Quoted text:
The lithostratigraphic column in different zones of the Zagros fold and thrust belt33.

Full size image

The Nargesi oil field is located in the easternmost part of the Dezful Embayment. It has a length of 39 km and a width of 6–8 km, oriented northwest-southeast. While sufficient evidence on the exact effect of the Kazerun fault on this field is not precisely determined, it appears to exhibit a right-angled movement influenced by the Kazerun fault from the Giskan surface anticline. The main reservoir of this field is the Asmari–Jahrum successions, which contain oil of about 35–37°API and more than 1% sulfur content. The Bangestan group is a subsidiary in this field; oil traces have recently been reported.

Materials and methods

Sample

Six oil samples were collected from different wells across the Nargesi field to characterize the reservoir architecture of the Asmari–Jahrum reservoir. These wells are produced from a similar reservoir layer and represent spatial variability across the field. The studied samples capture the main heterogeneities within the Asmari–Jahrum reservoir in the Nargesi field. The location of studied wells are illustrated in Fig. 1, and the samples are labelled NI-AS-1 to NI-AS-6.

To ensure data reliability, high-purity reagents were used for asphaltenes extraction and FTIR analysis, including n-hexane (Sigma-Aldrich, ≥ 97.0%, HPLC-grade), Toluene (Sigma-Aldrich, ≥ 99.9%, HPLC-grade), and KBr (Sigma-Aldrich, ≥ 99.999%, HPLC-grade).

Asphaltene extraction

Asphaltene extraction from the studied samples (e.g., NI-AS-1 to NI-AS-6) was performed according to the ASTM D 6560 standard34. Crude oil and n-hexane solvent were mixed (1 g: 30 ml) and refluxed for 1 h. The mixture was sealed and placed in a dark location overnight before being filtered with Whatman No. 42 filter paper. Impurities were washed with hot n-hexane, and the pure asphaltenes were recovered using a toluene solvent. The solvent was evaporated, and the asphaltenes were heated at 100 °C for 30 min. The asphaltene content of all samples averages 1.23%, ranging from 0.74 to 1.65%. The consistency and repeatability of the asphaltenes yield were calculated by extracting one sample six times. The uncertainty in the asphaltenes yield was ± 0.2%.

FTIR spectroscopy

Asphaltenes were pulverized and mixed with the KBr powder (1 wt%: 100 wt%). The mixture was pressed under high pressure to obtain a transparent pellet. The FTIR spectra were recorded on the pellets using a Bruker Tensor 27, with 32 scans in the 4000–400 cm−1 range and a resolution of 4 cm−1. Each sample was analyzed three times, and the average value was then further processed. The second derivative was calculated using the Savitzky–Golay (S–G) derivative method for spectra to remove the effect of baseline variations before processing.

The comparison threshold was calculated based on the repeatability and reproducibility of samples by performing asphaltene extraction and FTIR analysis six times on a single sample.

Source records:

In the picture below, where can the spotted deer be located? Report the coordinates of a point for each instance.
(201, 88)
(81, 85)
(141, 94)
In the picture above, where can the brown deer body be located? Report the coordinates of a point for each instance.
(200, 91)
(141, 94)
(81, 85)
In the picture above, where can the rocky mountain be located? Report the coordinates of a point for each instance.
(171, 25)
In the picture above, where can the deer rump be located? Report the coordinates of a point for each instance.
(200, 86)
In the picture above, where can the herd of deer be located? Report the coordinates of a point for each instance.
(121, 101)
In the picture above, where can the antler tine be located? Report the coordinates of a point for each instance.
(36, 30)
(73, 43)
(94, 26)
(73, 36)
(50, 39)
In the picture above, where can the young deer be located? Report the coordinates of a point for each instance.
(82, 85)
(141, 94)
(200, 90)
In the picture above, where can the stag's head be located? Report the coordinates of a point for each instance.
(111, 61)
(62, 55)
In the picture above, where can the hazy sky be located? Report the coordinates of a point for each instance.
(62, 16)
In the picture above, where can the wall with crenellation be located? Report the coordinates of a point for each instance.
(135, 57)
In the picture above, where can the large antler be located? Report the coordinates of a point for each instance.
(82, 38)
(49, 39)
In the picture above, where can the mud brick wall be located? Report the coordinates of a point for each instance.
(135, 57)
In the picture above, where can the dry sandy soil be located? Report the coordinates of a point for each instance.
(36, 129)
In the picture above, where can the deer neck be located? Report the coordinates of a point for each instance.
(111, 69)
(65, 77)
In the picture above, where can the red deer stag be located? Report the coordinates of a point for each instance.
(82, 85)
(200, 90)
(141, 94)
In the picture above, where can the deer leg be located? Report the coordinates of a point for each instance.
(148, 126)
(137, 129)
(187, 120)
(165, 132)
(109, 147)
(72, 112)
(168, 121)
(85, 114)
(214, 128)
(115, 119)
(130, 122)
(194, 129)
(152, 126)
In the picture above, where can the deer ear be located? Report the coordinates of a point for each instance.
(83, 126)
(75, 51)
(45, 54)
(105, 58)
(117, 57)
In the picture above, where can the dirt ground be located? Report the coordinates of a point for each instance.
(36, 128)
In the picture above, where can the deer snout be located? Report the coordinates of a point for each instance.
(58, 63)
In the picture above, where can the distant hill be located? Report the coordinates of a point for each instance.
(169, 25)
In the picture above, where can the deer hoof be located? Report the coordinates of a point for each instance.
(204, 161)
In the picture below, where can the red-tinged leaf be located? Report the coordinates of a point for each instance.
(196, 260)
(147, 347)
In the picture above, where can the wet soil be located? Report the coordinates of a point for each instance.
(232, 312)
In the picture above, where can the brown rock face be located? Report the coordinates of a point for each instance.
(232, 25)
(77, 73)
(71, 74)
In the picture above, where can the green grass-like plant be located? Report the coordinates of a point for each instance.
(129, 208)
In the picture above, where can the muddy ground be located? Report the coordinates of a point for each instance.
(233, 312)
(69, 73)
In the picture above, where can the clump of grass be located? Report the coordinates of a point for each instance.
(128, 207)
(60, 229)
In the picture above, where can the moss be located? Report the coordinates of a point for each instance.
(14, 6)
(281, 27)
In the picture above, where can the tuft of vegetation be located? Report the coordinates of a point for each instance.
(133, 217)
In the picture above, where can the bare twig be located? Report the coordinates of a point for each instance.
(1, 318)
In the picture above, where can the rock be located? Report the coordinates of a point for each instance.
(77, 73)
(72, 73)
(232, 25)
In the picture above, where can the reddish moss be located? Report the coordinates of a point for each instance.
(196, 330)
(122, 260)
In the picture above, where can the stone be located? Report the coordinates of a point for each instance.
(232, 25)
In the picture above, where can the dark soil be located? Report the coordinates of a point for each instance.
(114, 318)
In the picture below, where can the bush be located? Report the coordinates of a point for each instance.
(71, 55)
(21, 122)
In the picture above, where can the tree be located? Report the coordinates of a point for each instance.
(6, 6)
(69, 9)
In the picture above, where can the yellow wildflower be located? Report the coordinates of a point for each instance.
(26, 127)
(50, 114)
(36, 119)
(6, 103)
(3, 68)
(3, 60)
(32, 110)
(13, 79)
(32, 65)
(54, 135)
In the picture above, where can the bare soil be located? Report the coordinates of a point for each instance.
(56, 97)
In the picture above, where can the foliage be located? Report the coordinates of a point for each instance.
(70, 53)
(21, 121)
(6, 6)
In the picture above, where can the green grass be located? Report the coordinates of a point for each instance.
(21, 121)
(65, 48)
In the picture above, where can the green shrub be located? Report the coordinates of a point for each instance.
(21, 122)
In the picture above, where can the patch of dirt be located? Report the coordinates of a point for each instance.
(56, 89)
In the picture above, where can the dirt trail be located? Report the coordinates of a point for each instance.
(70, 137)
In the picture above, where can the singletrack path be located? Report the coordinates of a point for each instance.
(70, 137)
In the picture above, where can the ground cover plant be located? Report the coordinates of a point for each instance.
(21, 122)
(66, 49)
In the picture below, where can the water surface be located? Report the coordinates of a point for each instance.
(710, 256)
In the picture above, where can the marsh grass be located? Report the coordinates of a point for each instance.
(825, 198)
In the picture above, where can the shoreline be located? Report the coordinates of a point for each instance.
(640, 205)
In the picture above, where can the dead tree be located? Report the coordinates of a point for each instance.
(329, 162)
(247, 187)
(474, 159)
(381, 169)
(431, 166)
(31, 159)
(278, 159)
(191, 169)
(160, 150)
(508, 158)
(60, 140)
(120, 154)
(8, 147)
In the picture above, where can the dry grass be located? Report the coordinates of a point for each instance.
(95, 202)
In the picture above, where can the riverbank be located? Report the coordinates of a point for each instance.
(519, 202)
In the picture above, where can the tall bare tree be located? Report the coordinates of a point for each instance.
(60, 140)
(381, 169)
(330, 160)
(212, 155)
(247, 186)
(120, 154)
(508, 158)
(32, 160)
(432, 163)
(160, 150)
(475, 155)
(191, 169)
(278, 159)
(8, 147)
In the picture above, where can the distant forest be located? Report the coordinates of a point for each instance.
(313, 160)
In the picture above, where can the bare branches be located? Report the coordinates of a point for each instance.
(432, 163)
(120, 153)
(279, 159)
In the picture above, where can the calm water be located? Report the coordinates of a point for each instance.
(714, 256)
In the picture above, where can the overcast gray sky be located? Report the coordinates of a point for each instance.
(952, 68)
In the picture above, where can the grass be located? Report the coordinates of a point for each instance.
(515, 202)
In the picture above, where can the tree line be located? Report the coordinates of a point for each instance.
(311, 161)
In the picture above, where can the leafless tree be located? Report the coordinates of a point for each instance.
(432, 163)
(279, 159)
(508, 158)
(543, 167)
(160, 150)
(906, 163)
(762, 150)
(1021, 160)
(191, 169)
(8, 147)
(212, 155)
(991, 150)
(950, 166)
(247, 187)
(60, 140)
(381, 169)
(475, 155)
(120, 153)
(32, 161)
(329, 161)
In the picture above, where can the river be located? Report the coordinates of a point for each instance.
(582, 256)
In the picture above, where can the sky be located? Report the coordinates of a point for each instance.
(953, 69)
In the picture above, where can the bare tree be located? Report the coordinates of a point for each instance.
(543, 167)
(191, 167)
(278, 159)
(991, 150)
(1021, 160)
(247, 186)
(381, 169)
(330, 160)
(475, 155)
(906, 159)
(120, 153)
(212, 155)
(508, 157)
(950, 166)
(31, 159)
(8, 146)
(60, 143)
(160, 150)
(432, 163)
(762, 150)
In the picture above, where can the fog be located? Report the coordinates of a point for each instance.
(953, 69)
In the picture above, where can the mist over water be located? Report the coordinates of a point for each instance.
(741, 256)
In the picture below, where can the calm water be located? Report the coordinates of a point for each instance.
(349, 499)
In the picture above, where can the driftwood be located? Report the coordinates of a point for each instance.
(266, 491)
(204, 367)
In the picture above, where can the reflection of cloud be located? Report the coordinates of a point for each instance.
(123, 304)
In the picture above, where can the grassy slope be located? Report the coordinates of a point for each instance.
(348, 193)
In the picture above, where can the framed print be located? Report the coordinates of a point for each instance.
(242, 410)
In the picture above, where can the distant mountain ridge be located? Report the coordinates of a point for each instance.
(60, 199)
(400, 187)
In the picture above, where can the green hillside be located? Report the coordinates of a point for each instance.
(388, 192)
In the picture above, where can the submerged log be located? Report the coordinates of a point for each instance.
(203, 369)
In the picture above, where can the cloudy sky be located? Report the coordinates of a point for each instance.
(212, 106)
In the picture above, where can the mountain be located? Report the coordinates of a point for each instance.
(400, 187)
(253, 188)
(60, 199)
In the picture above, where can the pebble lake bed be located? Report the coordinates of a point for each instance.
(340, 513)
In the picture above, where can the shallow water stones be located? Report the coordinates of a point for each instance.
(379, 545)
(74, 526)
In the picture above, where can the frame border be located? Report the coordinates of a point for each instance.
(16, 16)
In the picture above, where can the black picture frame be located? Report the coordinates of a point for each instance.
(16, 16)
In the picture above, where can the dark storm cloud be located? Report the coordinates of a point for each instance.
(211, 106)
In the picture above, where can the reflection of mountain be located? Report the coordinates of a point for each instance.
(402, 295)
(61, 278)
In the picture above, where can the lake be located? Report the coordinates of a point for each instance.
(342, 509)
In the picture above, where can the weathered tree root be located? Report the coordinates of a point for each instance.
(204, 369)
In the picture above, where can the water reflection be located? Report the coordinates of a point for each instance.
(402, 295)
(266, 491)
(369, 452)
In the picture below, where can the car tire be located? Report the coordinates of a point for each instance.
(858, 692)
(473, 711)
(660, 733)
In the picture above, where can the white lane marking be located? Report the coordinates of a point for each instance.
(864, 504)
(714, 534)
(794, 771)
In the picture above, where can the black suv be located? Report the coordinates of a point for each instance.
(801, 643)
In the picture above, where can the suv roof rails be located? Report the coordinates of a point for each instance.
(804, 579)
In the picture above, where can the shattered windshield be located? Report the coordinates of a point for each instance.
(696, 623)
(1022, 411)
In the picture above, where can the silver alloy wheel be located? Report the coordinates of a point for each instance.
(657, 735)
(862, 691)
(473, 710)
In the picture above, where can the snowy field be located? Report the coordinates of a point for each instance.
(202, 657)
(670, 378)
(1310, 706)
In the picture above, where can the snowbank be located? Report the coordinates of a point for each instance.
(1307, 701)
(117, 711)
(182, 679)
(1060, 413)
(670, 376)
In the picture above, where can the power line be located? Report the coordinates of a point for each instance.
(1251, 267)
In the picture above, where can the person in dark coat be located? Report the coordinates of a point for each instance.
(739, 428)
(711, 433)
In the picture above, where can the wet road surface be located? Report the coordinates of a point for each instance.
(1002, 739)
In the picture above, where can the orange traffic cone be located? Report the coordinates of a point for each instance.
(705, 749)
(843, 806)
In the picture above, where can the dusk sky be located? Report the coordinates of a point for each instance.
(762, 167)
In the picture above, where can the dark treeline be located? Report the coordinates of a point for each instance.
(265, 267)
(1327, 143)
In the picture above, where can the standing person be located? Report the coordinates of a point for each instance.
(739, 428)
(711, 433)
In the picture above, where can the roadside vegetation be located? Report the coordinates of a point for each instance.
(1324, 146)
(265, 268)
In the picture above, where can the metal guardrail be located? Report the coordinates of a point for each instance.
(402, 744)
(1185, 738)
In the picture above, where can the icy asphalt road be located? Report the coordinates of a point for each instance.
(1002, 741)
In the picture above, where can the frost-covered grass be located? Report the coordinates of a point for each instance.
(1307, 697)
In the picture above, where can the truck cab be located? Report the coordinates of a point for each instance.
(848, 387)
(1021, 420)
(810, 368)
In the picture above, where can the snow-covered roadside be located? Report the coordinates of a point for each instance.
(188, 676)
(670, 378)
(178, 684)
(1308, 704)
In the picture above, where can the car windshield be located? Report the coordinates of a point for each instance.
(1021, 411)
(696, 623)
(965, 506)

Set exercise A:
According to the Nargesi oil field text, which standard governed the asphaltene extraction?
Set exercise B:
Tally the lines in the listing that contain the word "water" and give only that number.

Full response A:
ASTM D 6560

Full response B:
6